Starting at the line that contains "hey could you box the fork handle", return every line through the end of the entries below, exactly and with nothing else.

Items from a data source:

........

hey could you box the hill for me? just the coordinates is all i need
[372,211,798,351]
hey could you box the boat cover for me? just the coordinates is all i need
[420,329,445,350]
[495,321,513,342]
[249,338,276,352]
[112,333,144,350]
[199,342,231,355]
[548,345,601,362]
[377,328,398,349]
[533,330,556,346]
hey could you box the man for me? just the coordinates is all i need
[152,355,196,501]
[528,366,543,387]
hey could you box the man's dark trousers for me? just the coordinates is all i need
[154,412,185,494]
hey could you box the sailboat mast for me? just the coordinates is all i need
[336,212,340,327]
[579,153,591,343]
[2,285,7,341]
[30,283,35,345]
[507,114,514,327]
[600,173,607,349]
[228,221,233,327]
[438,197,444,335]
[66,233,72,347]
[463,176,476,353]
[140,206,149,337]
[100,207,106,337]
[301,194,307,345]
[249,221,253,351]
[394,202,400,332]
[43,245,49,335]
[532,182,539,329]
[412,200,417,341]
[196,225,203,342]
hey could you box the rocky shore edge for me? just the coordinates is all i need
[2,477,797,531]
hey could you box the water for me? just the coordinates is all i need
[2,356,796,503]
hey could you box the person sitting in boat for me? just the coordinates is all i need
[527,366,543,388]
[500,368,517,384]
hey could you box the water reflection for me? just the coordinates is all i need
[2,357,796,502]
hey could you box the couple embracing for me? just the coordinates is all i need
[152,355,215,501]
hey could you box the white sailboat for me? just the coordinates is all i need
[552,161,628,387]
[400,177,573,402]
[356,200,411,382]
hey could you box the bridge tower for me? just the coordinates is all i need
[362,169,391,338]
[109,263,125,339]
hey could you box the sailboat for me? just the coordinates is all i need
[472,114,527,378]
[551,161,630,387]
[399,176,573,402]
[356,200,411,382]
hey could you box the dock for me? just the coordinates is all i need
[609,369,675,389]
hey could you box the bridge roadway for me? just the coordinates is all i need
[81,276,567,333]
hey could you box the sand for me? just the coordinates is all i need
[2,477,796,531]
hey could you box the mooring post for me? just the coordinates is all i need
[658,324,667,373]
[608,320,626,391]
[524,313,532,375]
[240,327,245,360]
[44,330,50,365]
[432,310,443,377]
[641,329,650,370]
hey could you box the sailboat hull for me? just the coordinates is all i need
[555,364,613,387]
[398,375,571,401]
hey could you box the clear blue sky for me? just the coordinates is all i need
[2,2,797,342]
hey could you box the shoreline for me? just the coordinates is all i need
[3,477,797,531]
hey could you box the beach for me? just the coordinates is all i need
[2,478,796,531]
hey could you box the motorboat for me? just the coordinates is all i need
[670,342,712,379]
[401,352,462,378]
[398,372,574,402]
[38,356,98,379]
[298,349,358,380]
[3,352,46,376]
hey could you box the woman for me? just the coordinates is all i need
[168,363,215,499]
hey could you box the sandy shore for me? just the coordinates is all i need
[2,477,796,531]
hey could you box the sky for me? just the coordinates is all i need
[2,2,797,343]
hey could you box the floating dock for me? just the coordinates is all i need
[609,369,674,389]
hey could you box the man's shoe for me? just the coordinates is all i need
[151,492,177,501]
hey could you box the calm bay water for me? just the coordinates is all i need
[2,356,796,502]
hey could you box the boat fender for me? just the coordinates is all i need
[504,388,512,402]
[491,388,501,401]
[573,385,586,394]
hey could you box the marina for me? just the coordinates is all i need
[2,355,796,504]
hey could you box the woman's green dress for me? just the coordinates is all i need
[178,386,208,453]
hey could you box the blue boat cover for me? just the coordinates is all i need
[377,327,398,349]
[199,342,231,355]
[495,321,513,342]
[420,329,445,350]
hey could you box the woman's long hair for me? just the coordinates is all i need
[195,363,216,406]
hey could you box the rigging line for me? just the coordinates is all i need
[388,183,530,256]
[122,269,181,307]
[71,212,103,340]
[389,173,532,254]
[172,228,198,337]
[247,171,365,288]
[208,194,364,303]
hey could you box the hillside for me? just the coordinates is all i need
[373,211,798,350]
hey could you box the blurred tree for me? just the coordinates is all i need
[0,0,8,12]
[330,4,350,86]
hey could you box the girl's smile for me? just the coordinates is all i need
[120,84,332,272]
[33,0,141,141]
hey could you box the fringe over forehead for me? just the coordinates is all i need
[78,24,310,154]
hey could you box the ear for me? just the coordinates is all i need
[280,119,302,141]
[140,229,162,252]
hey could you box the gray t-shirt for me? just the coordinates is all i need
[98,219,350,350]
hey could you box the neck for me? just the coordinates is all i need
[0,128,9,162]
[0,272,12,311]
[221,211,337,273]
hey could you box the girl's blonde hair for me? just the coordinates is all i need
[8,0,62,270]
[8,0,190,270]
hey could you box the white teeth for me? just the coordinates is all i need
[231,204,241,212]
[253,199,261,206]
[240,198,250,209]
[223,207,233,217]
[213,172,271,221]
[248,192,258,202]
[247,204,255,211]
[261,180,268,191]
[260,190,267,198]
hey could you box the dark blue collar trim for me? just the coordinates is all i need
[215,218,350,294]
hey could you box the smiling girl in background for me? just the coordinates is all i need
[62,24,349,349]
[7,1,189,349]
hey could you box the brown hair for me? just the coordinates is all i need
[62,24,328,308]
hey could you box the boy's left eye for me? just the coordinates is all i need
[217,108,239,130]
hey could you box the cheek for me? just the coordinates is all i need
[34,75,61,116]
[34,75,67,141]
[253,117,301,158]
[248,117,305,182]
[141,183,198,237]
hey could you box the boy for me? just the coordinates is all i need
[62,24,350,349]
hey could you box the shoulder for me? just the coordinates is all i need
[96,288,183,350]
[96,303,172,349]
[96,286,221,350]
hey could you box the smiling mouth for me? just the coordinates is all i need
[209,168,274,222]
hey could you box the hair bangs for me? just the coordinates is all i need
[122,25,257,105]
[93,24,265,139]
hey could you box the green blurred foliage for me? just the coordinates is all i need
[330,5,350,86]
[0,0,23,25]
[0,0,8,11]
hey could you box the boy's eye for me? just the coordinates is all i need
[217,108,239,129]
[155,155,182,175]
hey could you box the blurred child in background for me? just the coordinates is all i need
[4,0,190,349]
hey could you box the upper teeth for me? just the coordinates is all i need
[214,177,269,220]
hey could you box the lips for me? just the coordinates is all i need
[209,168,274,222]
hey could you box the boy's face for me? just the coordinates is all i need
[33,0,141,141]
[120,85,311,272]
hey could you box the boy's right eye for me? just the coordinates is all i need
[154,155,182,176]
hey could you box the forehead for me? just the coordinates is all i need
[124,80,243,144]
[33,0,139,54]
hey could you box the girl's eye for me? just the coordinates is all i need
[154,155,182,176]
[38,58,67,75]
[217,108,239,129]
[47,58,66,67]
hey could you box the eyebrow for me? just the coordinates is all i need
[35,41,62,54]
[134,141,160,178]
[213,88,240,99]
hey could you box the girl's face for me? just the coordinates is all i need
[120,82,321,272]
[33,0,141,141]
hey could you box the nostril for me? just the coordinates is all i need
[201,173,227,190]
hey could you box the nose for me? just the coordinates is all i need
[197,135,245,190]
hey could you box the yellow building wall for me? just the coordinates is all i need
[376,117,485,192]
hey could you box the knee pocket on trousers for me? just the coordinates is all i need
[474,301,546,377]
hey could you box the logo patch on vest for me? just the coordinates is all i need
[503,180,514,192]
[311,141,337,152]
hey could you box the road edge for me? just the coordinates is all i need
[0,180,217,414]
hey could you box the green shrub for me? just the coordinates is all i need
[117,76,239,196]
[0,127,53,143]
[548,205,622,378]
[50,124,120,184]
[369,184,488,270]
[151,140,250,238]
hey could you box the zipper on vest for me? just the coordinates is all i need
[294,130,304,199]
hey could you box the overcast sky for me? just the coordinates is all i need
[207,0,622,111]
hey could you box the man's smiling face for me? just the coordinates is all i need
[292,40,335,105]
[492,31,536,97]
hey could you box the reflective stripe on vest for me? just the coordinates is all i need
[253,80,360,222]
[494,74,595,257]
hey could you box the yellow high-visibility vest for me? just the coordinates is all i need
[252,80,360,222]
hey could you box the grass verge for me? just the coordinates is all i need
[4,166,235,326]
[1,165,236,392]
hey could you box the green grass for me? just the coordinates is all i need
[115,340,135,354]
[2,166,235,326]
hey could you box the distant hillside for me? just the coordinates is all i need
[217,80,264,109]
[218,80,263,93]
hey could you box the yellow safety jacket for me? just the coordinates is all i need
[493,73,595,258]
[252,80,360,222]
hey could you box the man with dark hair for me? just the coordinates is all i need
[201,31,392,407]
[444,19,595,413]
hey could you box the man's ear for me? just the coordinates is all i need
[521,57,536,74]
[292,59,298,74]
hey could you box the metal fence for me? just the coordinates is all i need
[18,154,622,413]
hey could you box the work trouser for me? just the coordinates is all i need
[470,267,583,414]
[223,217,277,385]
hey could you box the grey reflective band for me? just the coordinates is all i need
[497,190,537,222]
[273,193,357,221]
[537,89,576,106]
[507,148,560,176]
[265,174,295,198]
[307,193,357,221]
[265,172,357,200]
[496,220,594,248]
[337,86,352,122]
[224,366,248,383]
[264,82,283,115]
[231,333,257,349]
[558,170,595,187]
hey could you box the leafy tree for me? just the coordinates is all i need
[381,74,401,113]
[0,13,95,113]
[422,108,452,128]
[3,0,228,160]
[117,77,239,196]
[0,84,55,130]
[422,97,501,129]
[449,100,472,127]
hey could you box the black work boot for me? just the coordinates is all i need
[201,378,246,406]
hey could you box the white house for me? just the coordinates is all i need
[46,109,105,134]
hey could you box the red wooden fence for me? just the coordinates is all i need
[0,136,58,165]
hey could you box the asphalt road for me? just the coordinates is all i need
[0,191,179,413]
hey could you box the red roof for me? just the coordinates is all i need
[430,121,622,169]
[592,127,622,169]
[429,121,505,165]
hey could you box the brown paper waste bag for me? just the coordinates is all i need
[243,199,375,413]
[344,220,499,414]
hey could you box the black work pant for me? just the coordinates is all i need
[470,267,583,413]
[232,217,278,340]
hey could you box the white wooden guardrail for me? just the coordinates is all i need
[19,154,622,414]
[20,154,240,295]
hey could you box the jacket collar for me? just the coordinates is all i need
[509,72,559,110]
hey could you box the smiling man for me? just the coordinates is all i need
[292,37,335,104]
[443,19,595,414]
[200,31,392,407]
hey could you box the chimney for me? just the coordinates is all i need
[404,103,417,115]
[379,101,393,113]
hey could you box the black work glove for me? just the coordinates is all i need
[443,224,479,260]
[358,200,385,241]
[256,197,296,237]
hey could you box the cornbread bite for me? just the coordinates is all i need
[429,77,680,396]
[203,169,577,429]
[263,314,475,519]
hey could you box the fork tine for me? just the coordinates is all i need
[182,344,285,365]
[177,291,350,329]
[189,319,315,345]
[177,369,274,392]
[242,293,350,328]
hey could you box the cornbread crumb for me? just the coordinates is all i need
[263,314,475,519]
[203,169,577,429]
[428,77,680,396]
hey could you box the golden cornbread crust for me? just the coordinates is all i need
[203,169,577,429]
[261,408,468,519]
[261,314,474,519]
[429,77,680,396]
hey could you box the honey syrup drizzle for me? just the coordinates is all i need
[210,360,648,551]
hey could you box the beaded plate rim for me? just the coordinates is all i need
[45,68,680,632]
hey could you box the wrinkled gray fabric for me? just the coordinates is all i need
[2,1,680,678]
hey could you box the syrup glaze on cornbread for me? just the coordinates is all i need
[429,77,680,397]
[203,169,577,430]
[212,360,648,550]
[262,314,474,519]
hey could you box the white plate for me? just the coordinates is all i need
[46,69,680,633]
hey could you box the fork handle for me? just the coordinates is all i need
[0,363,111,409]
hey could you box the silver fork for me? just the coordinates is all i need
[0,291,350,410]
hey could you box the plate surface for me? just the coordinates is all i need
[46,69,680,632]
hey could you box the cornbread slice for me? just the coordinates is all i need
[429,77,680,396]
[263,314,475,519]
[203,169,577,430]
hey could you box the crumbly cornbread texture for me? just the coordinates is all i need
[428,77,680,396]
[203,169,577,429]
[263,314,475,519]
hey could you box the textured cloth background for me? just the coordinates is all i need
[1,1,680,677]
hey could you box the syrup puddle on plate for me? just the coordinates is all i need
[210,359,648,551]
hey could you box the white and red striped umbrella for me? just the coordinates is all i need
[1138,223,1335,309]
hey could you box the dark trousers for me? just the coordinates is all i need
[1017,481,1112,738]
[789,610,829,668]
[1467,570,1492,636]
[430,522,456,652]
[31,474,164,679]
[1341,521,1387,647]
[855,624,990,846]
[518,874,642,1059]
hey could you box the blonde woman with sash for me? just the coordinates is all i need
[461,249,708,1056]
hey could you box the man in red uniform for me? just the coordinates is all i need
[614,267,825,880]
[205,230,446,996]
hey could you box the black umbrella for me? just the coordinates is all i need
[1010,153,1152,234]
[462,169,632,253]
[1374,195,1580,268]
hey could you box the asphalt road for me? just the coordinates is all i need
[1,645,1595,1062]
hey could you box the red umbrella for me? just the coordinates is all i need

........

SOLUTION BELOW:
hey could you box the fork handle for me? just the coordinates is all i need
[0,363,111,409]
hey could you box the silver fork for me? just the coordinates is all i need
[0,291,350,410]
hey could you box the plate surface for me? just the coordinates is all i need
[46,69,680,632]
hey could you box the cornbread slice for me? just the coordinates is all i need
[429,77,680,396]
[263,314,475,519]
[203,169,577,430]
hey could you box the crumbly cornbread texture for me? just the coordinates is all i need
[428,77,680,396]
[203,169,577,429]
[263,314,475,519]
hey could you box the textured cloth background for me? just the coordinates is all i need
[1,1,680,677]
hey could you box the syrup puddle on plate for me? just the coordinates is all i need
[210,359,648,551]
hey could you box the white and red striped umbrella for me? just the coordinates is all i need
[1138,223,1335,309]
hey could you box the dark trousers for me? just the coordinates is all i need
[1017,481,1112,738]
[789,610,829,668]
[1467,570,1492,636]
[430,522,456,652]
[31,474,164,679]
[1341,521,1387,647]
[855,624,990,846]
[518,874,642,1059]
hey could you box the blonde woman with sash for me? just the coordinates is all i need
[461,249,708,1056]
hey could you box the man in red uniform for me? just the coordinates is all i need
[614,267,825,880]
[205,230,446,996]
hey could you box the black umbrella for me? just the coordinates is all i need
[1010,153,1152,234]
[462,169,632,253]
[1374,195,1580,268]
hey could you box the asphalt road for me? just the coordinates is all i need
[1,645,1595,1062]
hey could you box the red umbrella for me? just the coordinates is all i need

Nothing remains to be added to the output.